▶ **ÉNONCÉ ÉCRIT**
Reprenez l'extrait d'arrêt sur le salaire et la rupture du contrat de travail et poursuivez-le après sa dernière phrase.

▶ **EXTRAIT SOURCE**
══════

Il résulte de ces accords salariaux qu'à compter du 1er février 2008 le salaire horaire minimal conventionnel d'un ouvrier CP1 s'élevait à 11, 23 euros, puis à compter du 1er mars 2009 à 11, 64 euros.
Les bulletins de salaire de M. X... faisant apparaître un taux de rémunération horaire de 11, 67 euros à partir de septembre 2008, il en résulte que M. X... a toujours été rémunéré à un taux horaire supérieur au taux minimal conventionnel correspondant à sa qualification. Il ne peut donc avoir droit à un rappel de salaire. Le jugement déféré sera infirmé sur ce point.
La convention collective régionale prévoit en son titre VIII une indemnité de remboursement de frais de transport qui a pour objet d'indemniser forfaitairement les ouvriers pour des frais de déplacement du domicile au lieu de travail ou d'embauche pour les entreprises qui considèrent que l'embauche journalière se fait au siège.
Selon les accords salariaux des 26 février 2008 et 4 juin 2009, cette prime de transport était fixée à 44, 63 euros par mois à compter du 1er février 2008 puis à 46, 28 euros par mois à compter du 1er mars 2009. Aucune prime de transport ne figure sur les bulletins de paie de M. X..., et contrairement à ce que soutient la Société T. B. T. C. il n'est nullement justifié que celle-ci ait assuré le transport des ouvriers de leur domicile au lieu de travail ou d'embauche. En conséquence l'indemnité conventionnelle de transport allouée à hauteur de 824, 79 euros par les premiers juges sera confirmée.
Selon les mêmes accords salariaux, la prime de panier prévue à la convention régionale a été fixée à la somme de 6, 30 euros par jour à compter du 1er février 2008, puis à 6, 53 euros par jour à compter du 1er mars 2009. Aucune prime de panier n'ayant été versée à M. X..., et l'employeur n'opposant aucune contestation quant aux conditions matérielles prévues conventionnellement pour l'octroi de cette prime, l'indemnité de 2 648, 76 euros allouée par les premiers juges sera confirmée.
Sur la rupture du contrat de travail :
L'avenant au contrat de travail signé par les parties le 24 décembre 2008 ne prévoyant pas de fin de contrat précise, puisqu'il indique que le contrat prendra fin " en fin de chantier ", ce contrat n'indiquant pas par ailleurs de quel chantier il s'agit, et n'entrant pas dans le cadre des dispositions des articles L 1242-12 et D 1242-1 du code du travail, il doit être qualifié de contrat à durée indéterminée.
M. X... a fait l'objet de la part de son employeur d'avertissements adressés par courriers recommandés avec avis de réception en date des 16 et 30 mars 2010 ainsi que d'une mise à pied disciplinaire notifiée par courrier recommandé du 30 mars 2010. Dans ces courriers il lui était reproché des retards de chantier et des absences fréquentes sans justificatif, ainsi que des fautes professionnelles. Il lui était reproché notamment de perturber le climat entre les salariés et d'être insolent à l'égard de son employeur, son comportement nuisant gravement au bon fonctionnement de l'entreprise.

══════

(Entrées d'annotation de régions)
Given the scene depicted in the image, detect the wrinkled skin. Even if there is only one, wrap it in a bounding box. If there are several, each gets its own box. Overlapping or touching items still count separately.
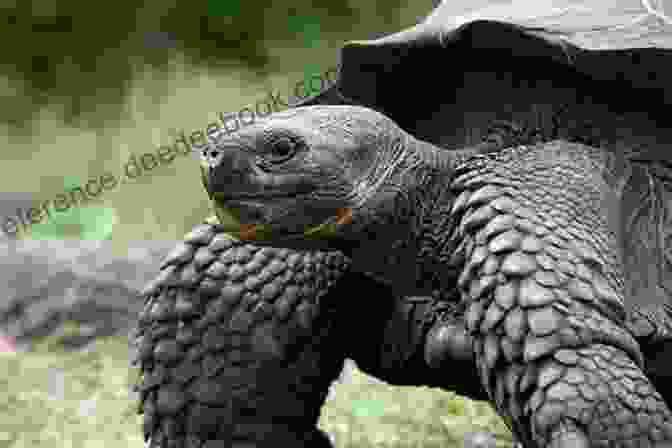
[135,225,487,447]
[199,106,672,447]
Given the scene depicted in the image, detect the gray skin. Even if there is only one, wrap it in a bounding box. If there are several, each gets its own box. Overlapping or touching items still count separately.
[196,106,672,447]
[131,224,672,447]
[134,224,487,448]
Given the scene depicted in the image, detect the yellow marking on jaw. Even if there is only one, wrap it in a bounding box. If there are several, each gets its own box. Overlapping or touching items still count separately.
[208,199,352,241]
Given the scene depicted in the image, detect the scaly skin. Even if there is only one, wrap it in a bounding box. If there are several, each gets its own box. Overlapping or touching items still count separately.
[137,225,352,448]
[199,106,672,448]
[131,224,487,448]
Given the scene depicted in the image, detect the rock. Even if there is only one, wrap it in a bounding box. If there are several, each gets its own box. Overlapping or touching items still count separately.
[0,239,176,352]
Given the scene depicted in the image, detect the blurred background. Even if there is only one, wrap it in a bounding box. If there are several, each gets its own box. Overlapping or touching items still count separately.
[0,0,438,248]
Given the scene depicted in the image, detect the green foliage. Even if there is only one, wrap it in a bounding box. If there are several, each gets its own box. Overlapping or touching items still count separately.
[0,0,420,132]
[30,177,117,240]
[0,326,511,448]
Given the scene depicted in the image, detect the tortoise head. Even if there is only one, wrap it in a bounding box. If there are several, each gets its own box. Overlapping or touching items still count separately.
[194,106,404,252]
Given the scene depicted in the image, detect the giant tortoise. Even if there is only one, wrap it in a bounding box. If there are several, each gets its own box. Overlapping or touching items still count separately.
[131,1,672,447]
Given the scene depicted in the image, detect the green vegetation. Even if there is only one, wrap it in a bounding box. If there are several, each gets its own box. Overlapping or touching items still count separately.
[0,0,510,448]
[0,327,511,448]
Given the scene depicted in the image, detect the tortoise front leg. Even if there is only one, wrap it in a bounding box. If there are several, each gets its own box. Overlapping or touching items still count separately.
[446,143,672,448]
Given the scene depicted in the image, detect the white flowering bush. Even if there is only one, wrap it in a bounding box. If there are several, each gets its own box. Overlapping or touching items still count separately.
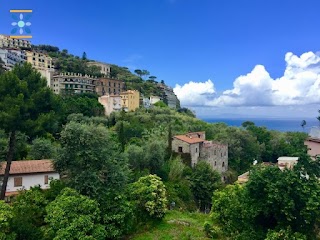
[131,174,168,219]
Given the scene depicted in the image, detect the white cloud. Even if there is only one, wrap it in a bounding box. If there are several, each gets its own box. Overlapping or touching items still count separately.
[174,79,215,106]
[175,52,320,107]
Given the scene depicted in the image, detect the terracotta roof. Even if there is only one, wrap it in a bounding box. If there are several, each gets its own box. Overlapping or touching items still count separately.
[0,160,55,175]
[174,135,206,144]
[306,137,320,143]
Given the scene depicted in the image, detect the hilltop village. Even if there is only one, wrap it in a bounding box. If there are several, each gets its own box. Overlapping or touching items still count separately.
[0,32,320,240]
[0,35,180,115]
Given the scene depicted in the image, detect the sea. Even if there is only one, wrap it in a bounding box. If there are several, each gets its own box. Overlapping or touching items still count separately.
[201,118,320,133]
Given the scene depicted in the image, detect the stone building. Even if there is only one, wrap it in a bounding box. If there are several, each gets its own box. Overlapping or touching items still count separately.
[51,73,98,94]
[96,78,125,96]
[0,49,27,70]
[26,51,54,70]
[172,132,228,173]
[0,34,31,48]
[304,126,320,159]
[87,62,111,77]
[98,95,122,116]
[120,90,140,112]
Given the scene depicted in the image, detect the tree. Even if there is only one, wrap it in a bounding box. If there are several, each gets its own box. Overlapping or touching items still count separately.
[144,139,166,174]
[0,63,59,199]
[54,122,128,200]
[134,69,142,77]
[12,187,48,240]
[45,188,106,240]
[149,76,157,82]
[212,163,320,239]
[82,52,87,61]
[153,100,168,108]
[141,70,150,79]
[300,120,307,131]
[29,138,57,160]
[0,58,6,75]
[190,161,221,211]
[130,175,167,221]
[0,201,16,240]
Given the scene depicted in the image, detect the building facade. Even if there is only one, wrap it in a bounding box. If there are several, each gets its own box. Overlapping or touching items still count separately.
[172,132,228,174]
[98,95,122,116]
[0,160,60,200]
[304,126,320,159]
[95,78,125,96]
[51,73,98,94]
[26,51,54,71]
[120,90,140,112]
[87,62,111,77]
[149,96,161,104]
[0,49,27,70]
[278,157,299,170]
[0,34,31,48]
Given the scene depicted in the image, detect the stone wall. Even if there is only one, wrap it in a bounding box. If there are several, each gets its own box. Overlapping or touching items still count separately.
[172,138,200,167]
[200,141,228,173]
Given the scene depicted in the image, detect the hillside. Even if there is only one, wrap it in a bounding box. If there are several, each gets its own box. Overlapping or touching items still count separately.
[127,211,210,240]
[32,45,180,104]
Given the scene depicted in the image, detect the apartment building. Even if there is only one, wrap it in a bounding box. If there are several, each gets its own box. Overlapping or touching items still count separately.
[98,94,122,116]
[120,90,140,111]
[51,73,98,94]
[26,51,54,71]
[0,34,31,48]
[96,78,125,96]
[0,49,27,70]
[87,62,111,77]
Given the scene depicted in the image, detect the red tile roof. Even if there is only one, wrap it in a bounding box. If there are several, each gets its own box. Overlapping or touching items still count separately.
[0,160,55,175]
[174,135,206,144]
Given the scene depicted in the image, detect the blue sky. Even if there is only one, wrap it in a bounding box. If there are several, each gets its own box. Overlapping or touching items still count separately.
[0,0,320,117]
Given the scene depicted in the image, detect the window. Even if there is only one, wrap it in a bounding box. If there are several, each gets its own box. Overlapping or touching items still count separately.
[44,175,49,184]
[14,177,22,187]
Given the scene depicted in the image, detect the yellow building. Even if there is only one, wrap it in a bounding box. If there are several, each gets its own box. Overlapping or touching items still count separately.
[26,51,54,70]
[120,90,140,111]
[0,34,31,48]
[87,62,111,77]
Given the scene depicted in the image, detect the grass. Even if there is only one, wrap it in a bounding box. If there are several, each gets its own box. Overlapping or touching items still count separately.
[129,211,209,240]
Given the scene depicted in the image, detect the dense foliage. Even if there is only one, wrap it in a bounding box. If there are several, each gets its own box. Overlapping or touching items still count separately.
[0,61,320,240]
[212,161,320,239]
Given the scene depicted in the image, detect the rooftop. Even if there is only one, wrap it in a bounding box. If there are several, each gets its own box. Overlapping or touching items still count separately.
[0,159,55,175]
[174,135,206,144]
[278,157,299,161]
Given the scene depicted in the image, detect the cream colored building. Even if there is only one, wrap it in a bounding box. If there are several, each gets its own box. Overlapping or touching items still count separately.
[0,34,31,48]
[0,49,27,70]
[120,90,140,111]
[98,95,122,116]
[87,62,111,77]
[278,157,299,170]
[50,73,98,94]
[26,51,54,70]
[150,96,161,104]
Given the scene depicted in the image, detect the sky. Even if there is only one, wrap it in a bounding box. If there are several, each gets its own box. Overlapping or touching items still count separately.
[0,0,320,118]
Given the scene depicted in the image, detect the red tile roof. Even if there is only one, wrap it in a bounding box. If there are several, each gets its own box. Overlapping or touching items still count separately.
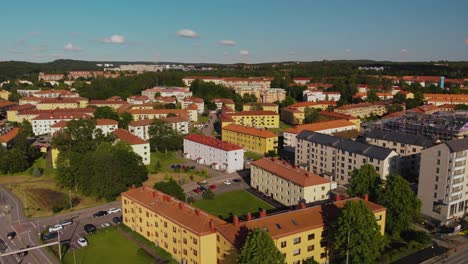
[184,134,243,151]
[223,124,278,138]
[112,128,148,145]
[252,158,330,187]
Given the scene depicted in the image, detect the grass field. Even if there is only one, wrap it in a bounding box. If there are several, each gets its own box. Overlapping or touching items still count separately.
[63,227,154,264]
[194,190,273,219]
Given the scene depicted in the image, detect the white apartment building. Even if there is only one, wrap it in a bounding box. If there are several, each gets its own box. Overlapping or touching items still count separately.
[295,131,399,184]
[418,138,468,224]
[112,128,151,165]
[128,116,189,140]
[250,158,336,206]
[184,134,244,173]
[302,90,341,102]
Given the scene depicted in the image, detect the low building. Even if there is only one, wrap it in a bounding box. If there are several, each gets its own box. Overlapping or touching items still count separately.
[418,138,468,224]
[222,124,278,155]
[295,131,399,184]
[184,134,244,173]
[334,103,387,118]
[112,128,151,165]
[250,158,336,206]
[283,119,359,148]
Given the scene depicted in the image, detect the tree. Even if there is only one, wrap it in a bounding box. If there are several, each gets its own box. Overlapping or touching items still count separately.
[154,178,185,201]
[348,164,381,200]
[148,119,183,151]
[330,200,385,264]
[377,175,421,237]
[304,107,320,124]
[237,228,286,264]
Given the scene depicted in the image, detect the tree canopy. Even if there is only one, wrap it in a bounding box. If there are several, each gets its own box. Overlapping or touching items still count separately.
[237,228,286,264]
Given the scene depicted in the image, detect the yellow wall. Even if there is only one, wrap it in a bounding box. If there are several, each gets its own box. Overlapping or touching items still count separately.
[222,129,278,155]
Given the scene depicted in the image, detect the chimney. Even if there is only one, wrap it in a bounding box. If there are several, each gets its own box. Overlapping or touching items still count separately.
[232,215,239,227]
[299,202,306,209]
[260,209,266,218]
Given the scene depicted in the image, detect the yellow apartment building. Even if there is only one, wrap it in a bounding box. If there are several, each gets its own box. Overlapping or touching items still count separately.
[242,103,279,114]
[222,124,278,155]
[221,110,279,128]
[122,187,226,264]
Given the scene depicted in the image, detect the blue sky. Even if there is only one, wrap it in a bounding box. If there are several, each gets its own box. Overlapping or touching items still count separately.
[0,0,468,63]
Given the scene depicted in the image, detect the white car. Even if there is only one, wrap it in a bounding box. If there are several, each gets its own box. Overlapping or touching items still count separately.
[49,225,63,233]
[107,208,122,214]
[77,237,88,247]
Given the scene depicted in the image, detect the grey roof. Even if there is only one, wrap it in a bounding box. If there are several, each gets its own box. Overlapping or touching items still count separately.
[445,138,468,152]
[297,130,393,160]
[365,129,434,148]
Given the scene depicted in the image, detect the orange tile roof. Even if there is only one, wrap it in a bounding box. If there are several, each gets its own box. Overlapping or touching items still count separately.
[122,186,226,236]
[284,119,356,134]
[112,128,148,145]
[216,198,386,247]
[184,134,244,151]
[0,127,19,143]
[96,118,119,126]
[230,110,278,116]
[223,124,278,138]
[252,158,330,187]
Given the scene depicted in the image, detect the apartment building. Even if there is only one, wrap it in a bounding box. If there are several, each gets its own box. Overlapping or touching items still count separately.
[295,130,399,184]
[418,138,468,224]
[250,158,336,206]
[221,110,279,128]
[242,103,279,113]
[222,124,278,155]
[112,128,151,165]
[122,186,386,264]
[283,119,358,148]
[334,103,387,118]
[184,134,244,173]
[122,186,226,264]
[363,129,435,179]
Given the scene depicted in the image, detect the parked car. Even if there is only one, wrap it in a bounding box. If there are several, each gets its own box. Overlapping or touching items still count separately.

══════

▶ **RÉPONSE ÉCRITE**
Le motif invoqué à l'appui du licenciement notifié le 9 avril 2010 était le suivant :
« A cause de mauvais comportements de votre part, ainsi de non-respect envers votre employeur, des menaces faites et des fautes professionnelles commises ce qui entrave le bon fonctionnement de l'équipe ainsi d'un manque de stabilité envers vos collègues. »
Comme le relève M. X..., les griefs contenus dans la lettre de licenciement reprennent pour l'essentiel ceux déjà exprimés dans les courriers d'avertissements et de mise à pied disciplinaire, ces faits ayant déjà été une première fois sanctionnés. L'employeur ne justifie pas de comportements ou de faits fautifs postérieurs aux dernières lettres du 30 mars 2010 portant d'une part avertissement et d'autre part mise à pied disciplinaire. Par ailleurs l'employeur ne fournit aucune indication précise permettant de donner consistance à ses reproches, n'apportant aucune précision de temps et de lieu quant aux faits reprochés. La réalité des griefs ainsi invoqués ne peut être vérifiée. Il en résulte que le licenciement prononcé à l'égard de M. X... doit être considéré comme sans cause réelle et sérieuse.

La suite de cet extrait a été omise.